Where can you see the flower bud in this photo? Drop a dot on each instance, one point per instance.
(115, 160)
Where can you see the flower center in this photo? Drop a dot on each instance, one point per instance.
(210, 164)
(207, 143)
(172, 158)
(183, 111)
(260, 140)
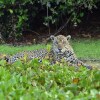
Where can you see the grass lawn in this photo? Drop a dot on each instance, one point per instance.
(32, 80)
(84, 48)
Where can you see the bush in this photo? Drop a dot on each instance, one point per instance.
(15, 16)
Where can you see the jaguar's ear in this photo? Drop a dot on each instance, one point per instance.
(68, 37)
(52, 37)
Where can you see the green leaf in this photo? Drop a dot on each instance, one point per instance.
(11, 11)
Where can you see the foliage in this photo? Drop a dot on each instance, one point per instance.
(16, 15)
(34, 80)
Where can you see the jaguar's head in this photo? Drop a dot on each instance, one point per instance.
(60, 43)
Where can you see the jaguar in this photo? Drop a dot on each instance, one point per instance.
(60, 49)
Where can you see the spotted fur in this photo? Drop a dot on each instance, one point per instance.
(60, 49)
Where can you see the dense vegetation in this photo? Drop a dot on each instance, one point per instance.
(17, 16)
(36, 81)
(33, 80)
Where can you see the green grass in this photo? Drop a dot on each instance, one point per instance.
(87, 48)
(83, 48)
(32, 80)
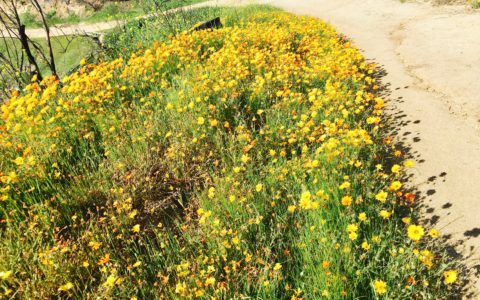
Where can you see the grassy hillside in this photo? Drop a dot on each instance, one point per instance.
(110, 11)
(245, 162)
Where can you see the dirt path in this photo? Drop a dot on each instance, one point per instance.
(432, 59)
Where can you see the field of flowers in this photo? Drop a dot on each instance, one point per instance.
(247, 162)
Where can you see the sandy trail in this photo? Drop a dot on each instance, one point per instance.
(432, 59)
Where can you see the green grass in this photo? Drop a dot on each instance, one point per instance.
(109, 12)
(77, 49)
(209, 164)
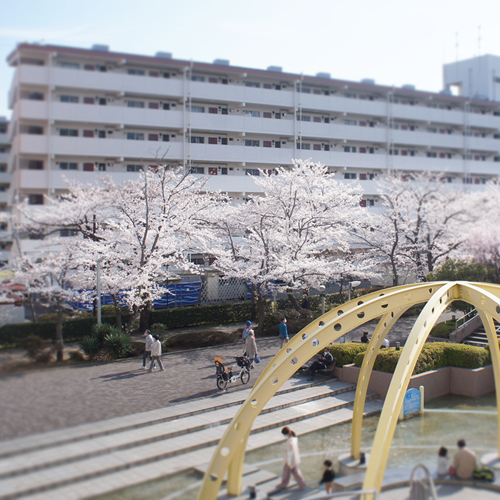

_____

_Exercise description:_
Reproduce word for word the part of the data that opens with the line containing "Where can you see the jaguar's head" and runs through the end of the data, leaving out the pictures.

_Result below:_
Where can you see the jaguar's head in this photo? Drop a dot on each instance, one point per instance.
(60, 43)
Where can you see the jaguar in this photo? Drop a dot on each instance, one point per instance.
(60, 49)
Where can you see the spotted fur in this photo? Drop a dot on each instance, one point per instance.
(60, 49)
Where can you see the dense vegetation in this photo? Drop a dot on each instance, one point per instance.
(17, 16)
(36, 81)
(33, 80)
Where can you see the green grass in this photo? Drop a dot on each instance, one point per instance.
(87, 48)
(83, 48)
(32, 80)
Where can you see the grassy hillside in this photo? Drop a dot on each instance, one point per instance.
(110, 11)
(245, 162)
Where can you see the dirt path in this photo? Drop a dot on each instance, one point per instance.
(432, 59)
Where can you see the field of flowers in this photo? Drop a dot on each instance, one point per instance.
(247, 162)
Where can you see the sandy trail in this photo? Drop a dot on each instance, one point per instance.
(432, 59)
Where can you see the green grass in this photo? Drop a dot on each instance, one point per instance.
(109, 12)
(77, 49)
(209, 164)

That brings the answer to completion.